Burgueño ‘Martínez’, el facha

El caso es que me mantiene insomne desde entonces si calificar a este Burgueño desencadenado como fascista, facha, neonazi o qué, ni creo que pudiera adjetivarlo tampoco el poeta de más feraz verbosidad del entero orbe


Nosotros, los fachas de entonces, ya no somos los mismos, recitarían si hubieran leído a Neruda. Pocos psicólogos, sociólogos, poetas, antropólogos y politólogos se han preocupado en España de estudiar al facha, su genética, su evolución, sus cambiantes estilismos, su líquido y desbocado argumentario, su prosodia.

Umberto Eco lo intentó con el fascismo internacional en un libro/conferencia delicioso y muy interesante que no concluía nada, que es lo que deben concluir las grandes obras de pensamiento. Advertía Eco algo así como que el fascismo está compuesto por una multitud de nadies, por un conjunto de anti-ideas mudables, intangible e inclasificable por tanto, evanescente y desdibujado o indibujable. Por eso, desde la antigüedad, las distintas formas de ascenso de los fascismos jamás se pudieron prever. Cuando los fascismos llegan al poder, nadie se explica de dónde coño ha salido tanto fascista, tanta unanimidad fascista.

Me vienen a mientes estas desordenadas reflexiones a raíz de la detención de Lucas Burgueño, que se hizo famoso por impedir al diputado socialista Óscar Puente que ocupara su asiento en el AVE Valladolid-Madrid. Estaba Burgueño indignado por la réplica satírico-festiva que le endosó Puente a Feijóo como respuesta al discurso prederrotado de investidura. Pero no lo detuvieron por eso.

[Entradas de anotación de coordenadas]

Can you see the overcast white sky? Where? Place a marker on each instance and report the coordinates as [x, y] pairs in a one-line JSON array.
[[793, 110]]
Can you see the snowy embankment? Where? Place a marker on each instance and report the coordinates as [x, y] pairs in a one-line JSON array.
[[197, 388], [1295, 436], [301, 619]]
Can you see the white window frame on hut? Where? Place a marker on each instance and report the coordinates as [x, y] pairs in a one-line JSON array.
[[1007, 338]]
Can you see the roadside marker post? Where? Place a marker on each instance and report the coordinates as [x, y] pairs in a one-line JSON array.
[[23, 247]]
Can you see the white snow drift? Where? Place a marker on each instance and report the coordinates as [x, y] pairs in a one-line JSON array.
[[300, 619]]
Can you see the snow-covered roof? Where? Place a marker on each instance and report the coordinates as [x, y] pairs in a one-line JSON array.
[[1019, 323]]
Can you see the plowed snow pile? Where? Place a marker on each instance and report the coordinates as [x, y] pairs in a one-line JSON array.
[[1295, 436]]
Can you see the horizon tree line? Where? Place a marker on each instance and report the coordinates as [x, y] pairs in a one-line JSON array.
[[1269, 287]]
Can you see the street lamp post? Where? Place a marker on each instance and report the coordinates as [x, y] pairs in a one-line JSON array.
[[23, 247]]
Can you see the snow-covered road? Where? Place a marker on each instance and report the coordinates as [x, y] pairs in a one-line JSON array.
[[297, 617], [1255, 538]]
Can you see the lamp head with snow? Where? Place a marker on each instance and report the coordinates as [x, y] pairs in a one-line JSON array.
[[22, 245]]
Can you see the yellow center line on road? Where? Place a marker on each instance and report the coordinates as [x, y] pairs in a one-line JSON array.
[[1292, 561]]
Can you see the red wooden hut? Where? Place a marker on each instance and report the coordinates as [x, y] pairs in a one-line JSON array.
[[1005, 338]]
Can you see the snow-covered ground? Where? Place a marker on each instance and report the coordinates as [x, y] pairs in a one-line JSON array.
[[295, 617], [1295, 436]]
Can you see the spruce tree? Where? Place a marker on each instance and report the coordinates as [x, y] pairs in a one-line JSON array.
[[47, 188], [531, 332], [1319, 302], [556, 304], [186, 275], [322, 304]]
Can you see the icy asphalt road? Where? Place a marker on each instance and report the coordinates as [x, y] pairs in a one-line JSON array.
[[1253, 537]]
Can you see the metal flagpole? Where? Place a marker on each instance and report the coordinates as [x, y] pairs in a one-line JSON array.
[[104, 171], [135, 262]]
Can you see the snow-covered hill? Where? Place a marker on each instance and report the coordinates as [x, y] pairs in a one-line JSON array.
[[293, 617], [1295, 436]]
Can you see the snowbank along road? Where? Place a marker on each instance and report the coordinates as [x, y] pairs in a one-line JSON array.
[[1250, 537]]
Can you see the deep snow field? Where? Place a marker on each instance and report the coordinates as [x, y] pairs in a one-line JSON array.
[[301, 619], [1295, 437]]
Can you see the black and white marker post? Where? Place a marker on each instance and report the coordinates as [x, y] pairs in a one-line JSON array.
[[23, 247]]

...

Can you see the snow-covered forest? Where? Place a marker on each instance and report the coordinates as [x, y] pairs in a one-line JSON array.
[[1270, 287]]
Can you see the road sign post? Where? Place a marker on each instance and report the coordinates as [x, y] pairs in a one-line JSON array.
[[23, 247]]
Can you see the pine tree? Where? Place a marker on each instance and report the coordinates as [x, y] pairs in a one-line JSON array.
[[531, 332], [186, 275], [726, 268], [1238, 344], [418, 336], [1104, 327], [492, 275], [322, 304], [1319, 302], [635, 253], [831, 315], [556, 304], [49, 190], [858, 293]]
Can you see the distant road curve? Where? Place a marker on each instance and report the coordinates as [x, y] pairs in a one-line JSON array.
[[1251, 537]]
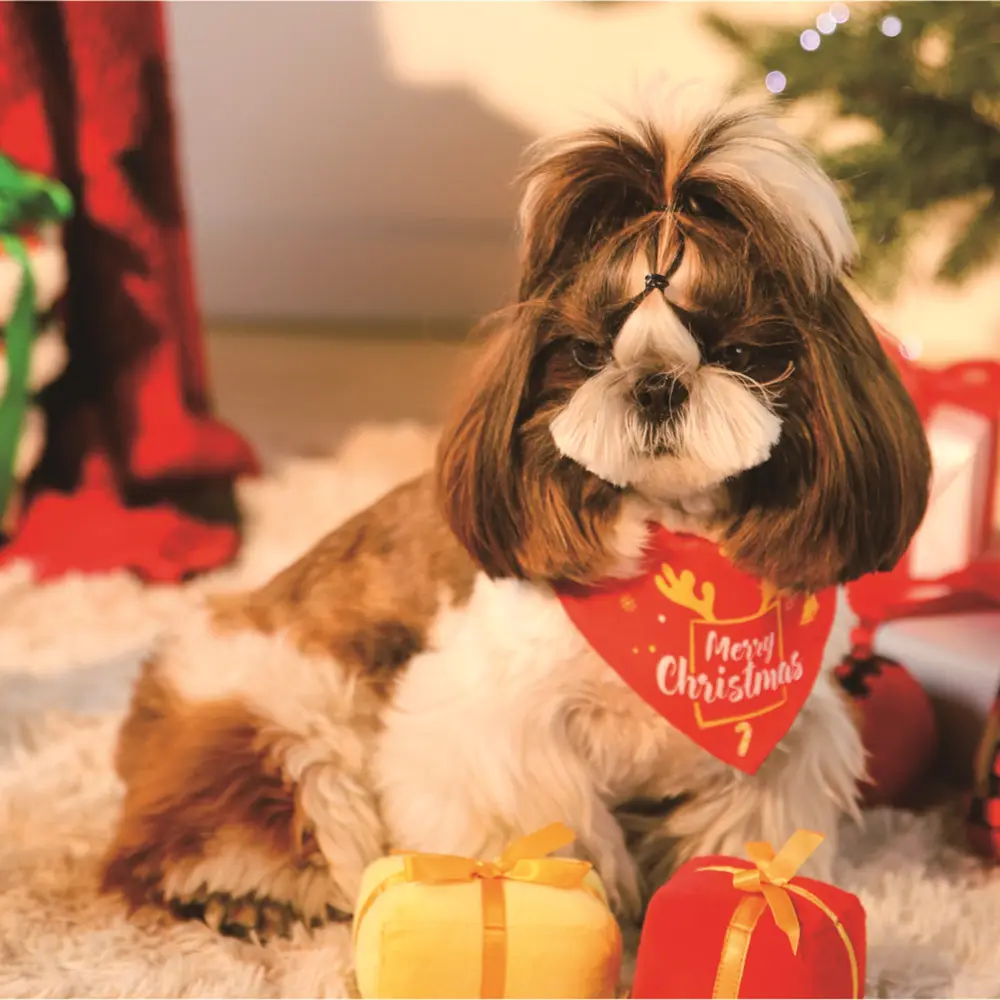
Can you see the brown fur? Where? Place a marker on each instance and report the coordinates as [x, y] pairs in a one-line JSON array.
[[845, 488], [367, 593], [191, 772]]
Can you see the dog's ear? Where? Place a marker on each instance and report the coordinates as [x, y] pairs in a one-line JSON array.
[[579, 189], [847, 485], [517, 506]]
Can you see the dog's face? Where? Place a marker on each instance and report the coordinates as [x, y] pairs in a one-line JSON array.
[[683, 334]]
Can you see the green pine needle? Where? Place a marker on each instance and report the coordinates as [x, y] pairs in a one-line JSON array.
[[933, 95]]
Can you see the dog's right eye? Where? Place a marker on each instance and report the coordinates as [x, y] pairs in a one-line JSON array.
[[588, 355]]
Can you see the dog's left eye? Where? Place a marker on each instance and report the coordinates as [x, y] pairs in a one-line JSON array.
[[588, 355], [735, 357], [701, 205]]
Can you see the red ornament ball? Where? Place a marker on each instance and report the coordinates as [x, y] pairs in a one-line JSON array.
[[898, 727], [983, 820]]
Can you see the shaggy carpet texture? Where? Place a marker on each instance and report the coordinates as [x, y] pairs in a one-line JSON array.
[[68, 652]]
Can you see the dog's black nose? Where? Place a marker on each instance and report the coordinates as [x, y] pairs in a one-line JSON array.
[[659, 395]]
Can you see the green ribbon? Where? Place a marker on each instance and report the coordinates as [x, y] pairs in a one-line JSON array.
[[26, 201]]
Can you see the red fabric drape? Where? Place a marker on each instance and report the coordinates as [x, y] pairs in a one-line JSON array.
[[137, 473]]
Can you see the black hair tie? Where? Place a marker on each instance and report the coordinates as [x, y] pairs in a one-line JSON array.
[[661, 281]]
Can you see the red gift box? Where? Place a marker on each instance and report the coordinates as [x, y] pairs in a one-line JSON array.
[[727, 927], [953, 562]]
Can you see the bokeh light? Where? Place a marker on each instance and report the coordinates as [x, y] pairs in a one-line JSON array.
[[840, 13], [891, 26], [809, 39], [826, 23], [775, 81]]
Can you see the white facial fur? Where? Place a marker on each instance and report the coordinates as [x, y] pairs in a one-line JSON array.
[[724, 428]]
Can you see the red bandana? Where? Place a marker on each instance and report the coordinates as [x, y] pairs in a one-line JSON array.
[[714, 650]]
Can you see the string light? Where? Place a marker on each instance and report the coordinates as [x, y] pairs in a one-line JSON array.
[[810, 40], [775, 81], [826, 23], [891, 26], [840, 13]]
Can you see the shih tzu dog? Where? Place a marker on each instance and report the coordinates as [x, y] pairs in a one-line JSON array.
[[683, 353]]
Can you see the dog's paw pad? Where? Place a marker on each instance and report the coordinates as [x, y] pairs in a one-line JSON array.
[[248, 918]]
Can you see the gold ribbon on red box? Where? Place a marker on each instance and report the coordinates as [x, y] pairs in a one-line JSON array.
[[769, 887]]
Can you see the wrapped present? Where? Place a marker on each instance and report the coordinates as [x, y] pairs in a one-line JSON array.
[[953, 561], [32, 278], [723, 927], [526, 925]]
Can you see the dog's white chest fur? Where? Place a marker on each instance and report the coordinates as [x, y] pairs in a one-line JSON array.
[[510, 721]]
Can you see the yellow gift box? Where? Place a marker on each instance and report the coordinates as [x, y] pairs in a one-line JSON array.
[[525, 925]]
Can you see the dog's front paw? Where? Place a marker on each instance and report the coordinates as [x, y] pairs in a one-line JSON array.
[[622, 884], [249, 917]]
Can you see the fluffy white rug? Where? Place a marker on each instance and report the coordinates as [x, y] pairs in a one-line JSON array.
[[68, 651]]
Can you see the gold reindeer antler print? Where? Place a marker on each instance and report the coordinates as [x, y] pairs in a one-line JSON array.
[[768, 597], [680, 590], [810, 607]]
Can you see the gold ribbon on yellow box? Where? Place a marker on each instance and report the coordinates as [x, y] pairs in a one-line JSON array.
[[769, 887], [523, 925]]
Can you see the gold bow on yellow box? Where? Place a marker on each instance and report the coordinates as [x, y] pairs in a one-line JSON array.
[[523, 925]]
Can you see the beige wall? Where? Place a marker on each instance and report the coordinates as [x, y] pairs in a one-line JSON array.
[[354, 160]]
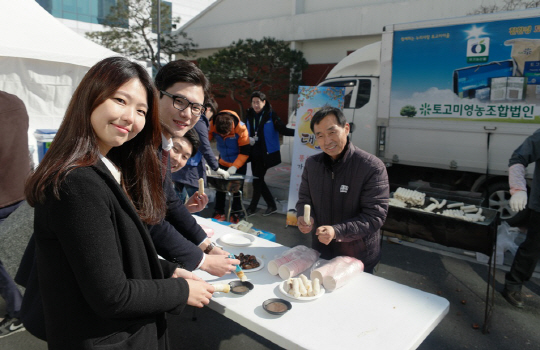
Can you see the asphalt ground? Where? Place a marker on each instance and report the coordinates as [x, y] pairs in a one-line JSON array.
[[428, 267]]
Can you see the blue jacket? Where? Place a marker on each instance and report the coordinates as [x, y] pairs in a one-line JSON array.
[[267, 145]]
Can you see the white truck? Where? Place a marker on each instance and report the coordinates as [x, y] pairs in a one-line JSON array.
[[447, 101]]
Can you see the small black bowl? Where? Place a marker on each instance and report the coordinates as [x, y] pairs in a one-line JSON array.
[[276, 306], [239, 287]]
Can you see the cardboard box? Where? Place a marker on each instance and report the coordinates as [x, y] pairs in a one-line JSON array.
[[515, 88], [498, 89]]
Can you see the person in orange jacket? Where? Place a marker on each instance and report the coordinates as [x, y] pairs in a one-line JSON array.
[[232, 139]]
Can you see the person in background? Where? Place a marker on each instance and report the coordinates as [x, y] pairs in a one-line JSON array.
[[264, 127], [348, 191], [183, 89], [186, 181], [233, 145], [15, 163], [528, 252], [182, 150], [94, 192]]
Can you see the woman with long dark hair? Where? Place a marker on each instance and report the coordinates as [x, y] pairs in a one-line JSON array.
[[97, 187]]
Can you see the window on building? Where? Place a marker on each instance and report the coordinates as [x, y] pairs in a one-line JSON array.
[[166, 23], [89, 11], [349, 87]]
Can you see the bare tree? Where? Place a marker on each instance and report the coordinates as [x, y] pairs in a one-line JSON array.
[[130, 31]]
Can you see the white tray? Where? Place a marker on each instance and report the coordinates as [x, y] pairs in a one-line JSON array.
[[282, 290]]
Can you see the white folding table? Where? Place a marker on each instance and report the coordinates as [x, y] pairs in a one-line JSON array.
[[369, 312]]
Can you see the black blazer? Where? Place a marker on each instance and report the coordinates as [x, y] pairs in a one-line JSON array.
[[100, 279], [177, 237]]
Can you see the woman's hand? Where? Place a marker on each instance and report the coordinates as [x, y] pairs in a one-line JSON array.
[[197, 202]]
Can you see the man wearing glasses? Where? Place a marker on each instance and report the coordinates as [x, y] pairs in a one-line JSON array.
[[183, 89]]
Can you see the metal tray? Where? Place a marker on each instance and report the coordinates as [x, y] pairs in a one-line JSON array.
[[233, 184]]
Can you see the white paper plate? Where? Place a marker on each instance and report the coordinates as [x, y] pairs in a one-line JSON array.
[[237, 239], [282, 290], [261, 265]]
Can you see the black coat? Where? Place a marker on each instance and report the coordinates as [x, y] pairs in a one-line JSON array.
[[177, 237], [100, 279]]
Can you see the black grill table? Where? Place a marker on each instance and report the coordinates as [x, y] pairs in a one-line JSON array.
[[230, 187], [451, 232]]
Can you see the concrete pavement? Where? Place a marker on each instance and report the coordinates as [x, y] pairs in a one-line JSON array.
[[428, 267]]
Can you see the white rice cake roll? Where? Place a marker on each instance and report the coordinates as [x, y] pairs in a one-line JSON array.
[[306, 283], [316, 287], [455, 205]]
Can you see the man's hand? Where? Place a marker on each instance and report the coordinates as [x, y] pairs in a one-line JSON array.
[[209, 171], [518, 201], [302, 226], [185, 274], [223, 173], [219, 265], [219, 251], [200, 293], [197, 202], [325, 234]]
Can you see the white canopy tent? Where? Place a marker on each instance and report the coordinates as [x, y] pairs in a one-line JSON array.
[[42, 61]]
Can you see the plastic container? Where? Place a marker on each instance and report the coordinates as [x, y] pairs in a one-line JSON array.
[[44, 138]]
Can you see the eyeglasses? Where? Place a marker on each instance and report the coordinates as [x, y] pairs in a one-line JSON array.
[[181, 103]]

--

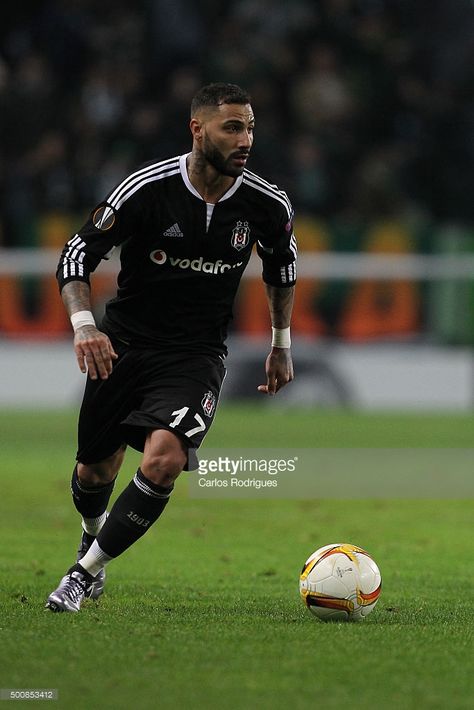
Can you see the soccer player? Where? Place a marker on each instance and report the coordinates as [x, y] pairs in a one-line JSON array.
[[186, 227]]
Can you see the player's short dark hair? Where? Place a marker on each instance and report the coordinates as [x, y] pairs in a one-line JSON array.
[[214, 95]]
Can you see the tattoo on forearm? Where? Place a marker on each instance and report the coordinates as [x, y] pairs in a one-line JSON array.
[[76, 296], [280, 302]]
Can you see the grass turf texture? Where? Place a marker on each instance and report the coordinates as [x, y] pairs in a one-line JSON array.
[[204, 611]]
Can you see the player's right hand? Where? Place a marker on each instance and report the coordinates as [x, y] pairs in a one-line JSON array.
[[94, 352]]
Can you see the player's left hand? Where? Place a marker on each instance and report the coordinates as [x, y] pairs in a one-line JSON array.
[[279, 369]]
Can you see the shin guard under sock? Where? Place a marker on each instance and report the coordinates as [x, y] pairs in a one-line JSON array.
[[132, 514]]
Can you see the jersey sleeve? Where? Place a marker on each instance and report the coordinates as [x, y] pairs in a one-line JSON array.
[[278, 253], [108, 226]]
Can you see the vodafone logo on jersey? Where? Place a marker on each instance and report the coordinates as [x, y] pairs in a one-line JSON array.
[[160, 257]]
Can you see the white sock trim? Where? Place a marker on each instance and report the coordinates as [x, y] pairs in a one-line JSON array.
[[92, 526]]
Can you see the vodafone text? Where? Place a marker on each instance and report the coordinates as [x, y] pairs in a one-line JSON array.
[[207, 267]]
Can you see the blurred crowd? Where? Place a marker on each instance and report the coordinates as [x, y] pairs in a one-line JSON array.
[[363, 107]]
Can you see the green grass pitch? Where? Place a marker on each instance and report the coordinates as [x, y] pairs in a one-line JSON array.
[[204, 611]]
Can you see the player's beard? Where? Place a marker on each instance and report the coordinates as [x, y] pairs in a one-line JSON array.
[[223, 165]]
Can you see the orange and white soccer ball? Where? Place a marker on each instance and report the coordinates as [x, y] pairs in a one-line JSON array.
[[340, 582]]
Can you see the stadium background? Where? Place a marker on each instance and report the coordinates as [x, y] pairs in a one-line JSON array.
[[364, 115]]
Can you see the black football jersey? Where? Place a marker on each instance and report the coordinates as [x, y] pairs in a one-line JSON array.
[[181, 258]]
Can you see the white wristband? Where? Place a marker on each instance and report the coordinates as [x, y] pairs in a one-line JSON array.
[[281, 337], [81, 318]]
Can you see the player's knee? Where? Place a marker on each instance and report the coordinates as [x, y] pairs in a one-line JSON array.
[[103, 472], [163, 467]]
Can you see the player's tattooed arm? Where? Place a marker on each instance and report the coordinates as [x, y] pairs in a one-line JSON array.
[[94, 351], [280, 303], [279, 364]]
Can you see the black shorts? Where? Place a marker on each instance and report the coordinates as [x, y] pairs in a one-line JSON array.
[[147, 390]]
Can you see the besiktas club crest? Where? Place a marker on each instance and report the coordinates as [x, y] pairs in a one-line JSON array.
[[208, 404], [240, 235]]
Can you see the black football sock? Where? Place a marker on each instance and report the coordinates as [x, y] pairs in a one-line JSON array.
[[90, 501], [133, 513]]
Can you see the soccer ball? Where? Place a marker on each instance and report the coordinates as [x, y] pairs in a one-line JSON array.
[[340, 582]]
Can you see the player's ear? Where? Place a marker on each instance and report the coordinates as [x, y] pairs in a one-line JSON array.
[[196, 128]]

# Desafíos
• a. Indica si cada una de estas afirmaciones coincide con el texto extraído y justifica tu respuesta citando literalmente las palabras decisivas: (i) Burgueño se hizo famoso por impedir al diputado Óscar Puente ocupar su asiento en el AVE Valladolid-Madrid; (ii) el libro/conferencia de Umberto Eco llegaba a una conclusión clara; (iii) muchos psicólogos y sociólogos se han dedicado en España a estudiar al facha.
• b. Devuelve sin cambios las líneas de los registros que empiezan en la que contiene "Can you see the white wristband?" y siguen hasta la que contiene "[[196, 128]]", incluidas ambas.

# Problemas resueltos
• a.
(i) Sí: "que se hizo famoso por impedir al diputado socialista Óscar Puente que ocupara su asiento en el AVE Valladolid-Madrid".
(ii) No: "que no concluía nada".
(iii) No: "Pocos psicólogos, sociólogos, poetas, antropólogos y politólogos se han preocupado en España de estudiar al facha".

• b.
Can you see the white wristband? Where? Place a marker on each instance and report the coordinates as [x, y] pairs in a one-line JSON array.
[[281, 337], [81, 318]]
Can you see the player's knee? Where? Place a marker on each instance and report the coordinates as [x, y] pairs in a one-line JSON array.
[[103, 472], [163, 467]]
Can you see the player's tattooed arm? Where? Place a marker on each instance and report the coordinates as [x, y] pairs in a one-line JSON array.
[[94, 351], [280, 303], [279, 364]]
Can you see the black shorts? Where? Place a marker on each instance and report the coordinates as [x, y] pairs in a one-line JSON array.
[[147, 390]]
Can you see the besiktas club crest? Where? Place a marker on each instance and report the coordinates as [x, y] pairs in a one-line JSON array.
[[208, 404], [240, 235]]
Can you see the black football sock? Where? Place a marker on each instance and report the coordinates as [x, y] pairs in a one-line JSON array.
[[90, 501], [133, 513]]
Can you see the soccer ball? Where? Place a marker on each instance and report the coordinates as [x, y] pairs in a one-line JSON array.
[[340, 582]]
Can you see the player's ear? Where? Place a marker on each instance and report the coordinates as [x, y] pairs in a one-line JSON array.
[[196, 128]]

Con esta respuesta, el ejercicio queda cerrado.